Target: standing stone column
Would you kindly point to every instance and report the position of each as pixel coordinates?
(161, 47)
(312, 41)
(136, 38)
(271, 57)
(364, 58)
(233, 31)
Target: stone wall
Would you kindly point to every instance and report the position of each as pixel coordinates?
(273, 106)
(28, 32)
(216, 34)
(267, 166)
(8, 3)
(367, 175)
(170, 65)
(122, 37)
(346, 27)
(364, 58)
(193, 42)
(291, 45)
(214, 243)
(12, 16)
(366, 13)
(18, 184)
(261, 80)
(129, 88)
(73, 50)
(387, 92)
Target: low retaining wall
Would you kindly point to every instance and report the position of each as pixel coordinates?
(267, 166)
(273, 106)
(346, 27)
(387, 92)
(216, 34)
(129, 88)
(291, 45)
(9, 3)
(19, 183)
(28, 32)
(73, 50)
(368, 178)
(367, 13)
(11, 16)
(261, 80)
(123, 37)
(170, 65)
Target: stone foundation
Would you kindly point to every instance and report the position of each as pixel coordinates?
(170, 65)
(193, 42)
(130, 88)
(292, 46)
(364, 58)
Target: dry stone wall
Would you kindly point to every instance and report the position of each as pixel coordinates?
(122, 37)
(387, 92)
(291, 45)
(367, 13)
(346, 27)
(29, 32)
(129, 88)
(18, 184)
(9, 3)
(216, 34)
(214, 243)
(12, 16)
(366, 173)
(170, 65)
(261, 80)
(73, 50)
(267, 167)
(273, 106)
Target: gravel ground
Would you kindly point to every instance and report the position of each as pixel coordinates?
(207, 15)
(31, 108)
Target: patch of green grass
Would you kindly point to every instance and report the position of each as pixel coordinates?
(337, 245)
________________
→ **Required action**: Would you copy out exactly the lines from the one holding "Target: gravel ground" through the end of the entries above, both ends included?

→ **Response to this task**:
Target: gravel ground
Would you kindly point to every instance and report the position of each as pixel coordinates?
(207, 15)
(31, 108)
Target: patch of green grass
Would you kindly point to every instance and report the position of each as pixel coordinates?
(337, 245)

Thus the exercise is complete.